Some of the Cultural Production of an Icon
Regardless of all these attempts to stop them, in October of 1990 an AHB swarm crossed the US border at Hidalgo, Texas where today one can find the World’s Largest Killer Bee in the self-proclaimed Killer Bee Capital of the World. Hidalgo’s mayor, John Franz, spent $20,000 to build this superlative bee that floats down International Boulevard during the BorderFest held each year in March. The killer bee has become a cultural icon, with meaning about its behavior circulating through news articles—TIME first coined the term “killer bee” in a September 1965 issue—and movies—the late 1970s saw a number of different films producing attack narratives—some of which were titled “The Swarm” and “The Savage Bees”.
This is a sampling of the different narratives we are told by the experts and by the media, those producing knowledge about the Africanized bees. This quasi sci-fi, threat- and danger-scape is deeply embedded in race, science, migration, labor and development discourses, drawing from a whole host of ideas well outside of the realm of entomology. That said, I want to ask: in what ways and to what extent have these narratives informed governance strategies and policy? What are the challenges of “governing” the killer bee?
Killer Bee Governance
AHB has been in the US for over 20 years and a number of deaths have resulted from mass stinging incidents. Beekeepers, in the counties where AHB is present, have adapted their management techniques to this new bee by using more safety equipment, thicker bee suits and gloves to keep the stingers out, and by visiting hives more often to control swarming (a beekeeper does not want their bees to swarm as it reduces honey production). Governance strategies in the form of “Action Plans” were implemented by local and state officials, with the federal government and its agencies remaining non-committal to a comprehensive and universal plan of action for all states. But what has been learned in the last 50+ years? How do you control or manage something that flies? What strategies are in place today to manage the AHB in both the media and legislative circles? How has AHB forced responses from the human community?
My goal for this book is to explore different ways the Africanized honey bee has entered our imaginations—through news media, movies, novels—and has exercised its own agency as a species—through its colonization and territorialization practices via the swarm—and the response made by humans seeking to manage and control it. When the State tries to manage the risk involved with the killer bee (as icon, as invasive, as a danger) what kind of knowledge—and whose knowledge—is privileged and who assumes the risk??
Focusing on the different forms of cultural production related to AHB, I am especially interested in analyzing how information emerging from research in the entomological sciences circulates through mainstream media and popular culture and how the language, narratives and images in those media register and promote a particular understanding of the science, and of AHB, that is steeped in (often misleading) cultural biases and assumptions.
The funds solicited will be used for travel expenses to and from multiple sites within the geography of killer bees, including: Tanzania, South Africa, Brazil, Paraguay, Argentina, Bolivia, Guyana, Venezuela, Panama, Costa Rica, Nicaragua, Honduras, El Salvador, Belize, Guatemala, Mexico, USA, Puerto Rico, etc... I will interview key actors in honeybee management in each of these countries and spend days in institutional archives tracking down the details that will go into a rich exploration of this sub-species of honey bee.

EXERCISE REQUIREMENTS:
1 > Answer the following questions using the killer bee passage.
(a) In what month and year did an AHB swarm cross the US border at Hidalgo, Texas?
(b) Beekeepers visit hives more often in order to control what?
(c) What will the solicited funds be used for?
2 > Copy out word for word everything in the killer bee passage from "The funds solicited" down to "of honey bee.".

DATA EXCERPTS:
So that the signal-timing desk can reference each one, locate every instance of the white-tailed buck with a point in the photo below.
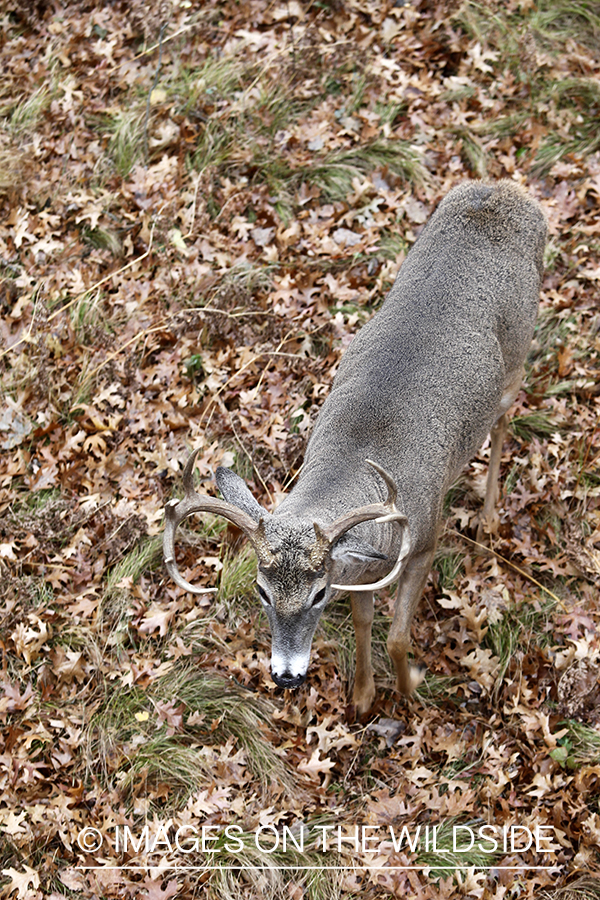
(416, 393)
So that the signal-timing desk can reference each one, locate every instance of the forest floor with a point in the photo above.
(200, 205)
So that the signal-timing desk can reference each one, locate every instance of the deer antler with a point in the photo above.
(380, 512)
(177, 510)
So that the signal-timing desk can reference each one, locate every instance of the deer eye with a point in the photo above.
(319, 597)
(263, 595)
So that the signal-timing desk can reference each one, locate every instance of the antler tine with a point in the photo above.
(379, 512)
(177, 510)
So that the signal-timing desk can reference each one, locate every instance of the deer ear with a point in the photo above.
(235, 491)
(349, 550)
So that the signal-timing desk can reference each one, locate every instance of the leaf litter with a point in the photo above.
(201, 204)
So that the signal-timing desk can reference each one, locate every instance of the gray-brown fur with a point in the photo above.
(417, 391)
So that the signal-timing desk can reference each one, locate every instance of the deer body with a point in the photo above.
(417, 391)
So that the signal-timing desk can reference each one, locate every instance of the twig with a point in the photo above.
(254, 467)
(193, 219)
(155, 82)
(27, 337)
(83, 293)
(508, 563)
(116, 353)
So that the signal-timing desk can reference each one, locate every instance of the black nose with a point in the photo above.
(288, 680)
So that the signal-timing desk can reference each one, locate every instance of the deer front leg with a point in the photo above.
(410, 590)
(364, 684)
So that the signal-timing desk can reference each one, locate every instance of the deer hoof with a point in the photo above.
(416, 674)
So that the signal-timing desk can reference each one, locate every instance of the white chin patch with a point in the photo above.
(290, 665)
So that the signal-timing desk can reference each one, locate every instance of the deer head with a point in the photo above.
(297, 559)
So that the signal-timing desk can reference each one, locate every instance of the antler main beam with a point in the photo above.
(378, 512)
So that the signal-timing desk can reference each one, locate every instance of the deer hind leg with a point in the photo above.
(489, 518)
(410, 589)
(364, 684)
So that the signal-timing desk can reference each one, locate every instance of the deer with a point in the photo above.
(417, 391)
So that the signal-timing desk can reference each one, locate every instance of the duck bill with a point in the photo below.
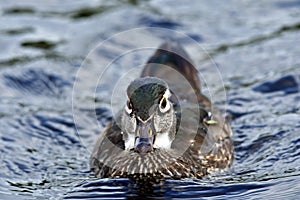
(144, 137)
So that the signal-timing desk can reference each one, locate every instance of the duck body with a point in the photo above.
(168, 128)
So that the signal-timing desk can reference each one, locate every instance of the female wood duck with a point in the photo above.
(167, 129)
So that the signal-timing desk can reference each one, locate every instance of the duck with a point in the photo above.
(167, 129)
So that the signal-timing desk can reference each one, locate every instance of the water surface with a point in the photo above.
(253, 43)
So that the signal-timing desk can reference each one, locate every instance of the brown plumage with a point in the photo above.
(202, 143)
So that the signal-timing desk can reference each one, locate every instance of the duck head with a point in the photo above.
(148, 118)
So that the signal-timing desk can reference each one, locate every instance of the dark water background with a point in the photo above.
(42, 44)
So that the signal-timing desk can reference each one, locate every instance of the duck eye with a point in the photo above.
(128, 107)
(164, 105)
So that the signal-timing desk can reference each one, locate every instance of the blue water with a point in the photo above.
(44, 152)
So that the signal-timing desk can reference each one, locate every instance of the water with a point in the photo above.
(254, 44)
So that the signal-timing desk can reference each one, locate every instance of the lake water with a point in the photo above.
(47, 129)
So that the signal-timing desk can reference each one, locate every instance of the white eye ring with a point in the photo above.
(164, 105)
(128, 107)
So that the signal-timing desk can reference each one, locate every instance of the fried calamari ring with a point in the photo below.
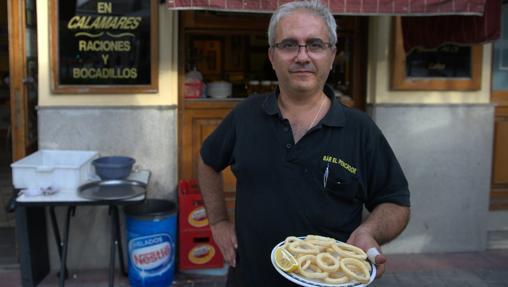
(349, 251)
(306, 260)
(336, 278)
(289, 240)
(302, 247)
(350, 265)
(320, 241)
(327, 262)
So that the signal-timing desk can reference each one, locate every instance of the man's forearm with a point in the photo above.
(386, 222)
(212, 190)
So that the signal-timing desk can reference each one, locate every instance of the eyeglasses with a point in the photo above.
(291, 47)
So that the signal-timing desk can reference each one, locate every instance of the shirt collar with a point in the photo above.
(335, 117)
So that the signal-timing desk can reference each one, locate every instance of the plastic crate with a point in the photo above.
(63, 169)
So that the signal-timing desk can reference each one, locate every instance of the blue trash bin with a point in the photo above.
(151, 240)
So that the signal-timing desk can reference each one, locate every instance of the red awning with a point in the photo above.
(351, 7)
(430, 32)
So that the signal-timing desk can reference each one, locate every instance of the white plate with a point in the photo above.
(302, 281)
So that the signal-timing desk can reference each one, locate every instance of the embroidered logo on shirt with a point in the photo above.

ANSWERS TO THE EXERCISES:
1 >
(a) October 1990
(b) Swarming
(c) Travel expenses to and from multiple sites within the geography of killer bees

2 >
The funds solicited will be used for travel expenses to and from multiple sites within the geography of killer bees, including: Tanzania, South Africa, Brazil, Paraguay, Argentina, Bolivia, Guyana, Venezuela, Panama, Costa Rica, Nicaragua, Honduras, El Salvador, Belize, Guatemala, Mexico, USA, Puerto Rico, etc... I will interview key actors in honeybee management in each of these countries and spend days in institutional archives tracking down the details that will go into a rich exploration of this sub-species of honey bee.